• [Text block]
Statistical Analysis

Revision as of 17:33, 26 June 2012 by Davebridges (Talk | contribs) (typo for comparison)

Revision as of 17:33, 26 June 2012 by Davebridges (Talk | contribs) (typo for comparison)


This is based on using either Excel or R for the analysis. To get data into R, the easiest way is to make the data in excel then import it into R with this command:

dataset <- read.csv("filename.csv") #generates a table called dataset with your values

Single Comparisons

Don't forget to adjust these p-values for multiple comparisons if you are doing more than one test.

If you have 2 groups you want to compare

Use a Student's T-Test

  • Using excel, for unpaired samples. Unless you are comparing paired samples (ie left leg insulin, right leg control) alwayse use this command. This is for a heteroscedastic unpaired test. This means that each group can have unequal variances. For more information see http://office.microsoft.com/en-us/excel-help/ttest-HP005209325.aspx
=TTEST(GROUPRANGE1, GROUPRANGE2, 2 ,3)

• [Questions]
• 1. Answer these from the statistical analysis page above:
(a) What R command does the page give for importing data made in Excel?
(b) Which test does the page say to use when comparing 2 groups?
(c) According to the page, what does a heteroscedastic unpaired test mean?
• 2. Continue the statistical analysis page above, starting right after its last line.

• [Information provided]
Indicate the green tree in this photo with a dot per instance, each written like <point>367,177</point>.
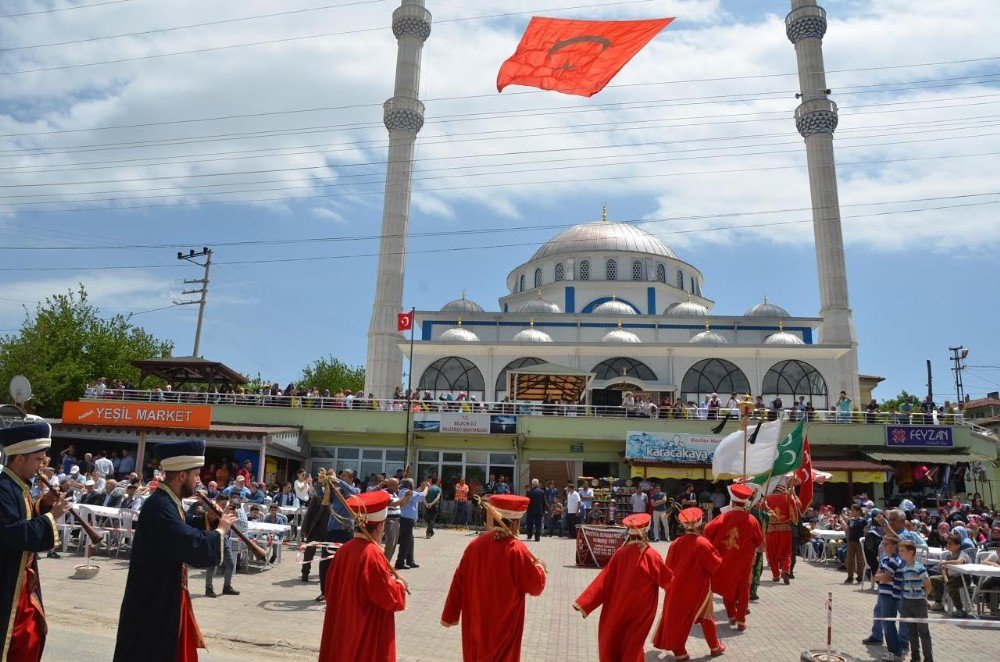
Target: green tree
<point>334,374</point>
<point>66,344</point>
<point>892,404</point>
---
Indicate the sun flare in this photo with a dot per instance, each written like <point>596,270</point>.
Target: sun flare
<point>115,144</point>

• [Answers by item]
• 1.
(a) dataset <- read.csv("filename.csv")
(b) A Student's T-Test.
(c) Each group can have unequal variances.

• 2.
ttest(group1, group2) #this compares two arrays of numbers
ttest(values ~ group) #this compares the values column if there are two different variables in the group column.  It will not work if there are more than 2 groups

If you have one group you want to compare to a number

For example you might want to test if a series of numbers are >1

ttest(group1, mu=1, alternative="greater") #this test the alternative hypothesis that the numbers in group1 are > 1

Multiple Comparisons

If you are testing one variable with more than one value (One Way ANOVA)

Not if you are comparing 2 groups to control, but if you are comparing three groups internally. For example this might be Normal Diet, High Fat Diet, High Protein Diet. Note that if you do this with just two groups, the result should be the same as a t-test.

fit.aov <- aov(values ~ group, data=dataset) #generates an object names fit.aov
summary(fit.aov) #tests for significance of the ANOVA.  If this is less than your alpha (usually 0.05) stop and declare no significant difference.  If < 0.05 go on to next test.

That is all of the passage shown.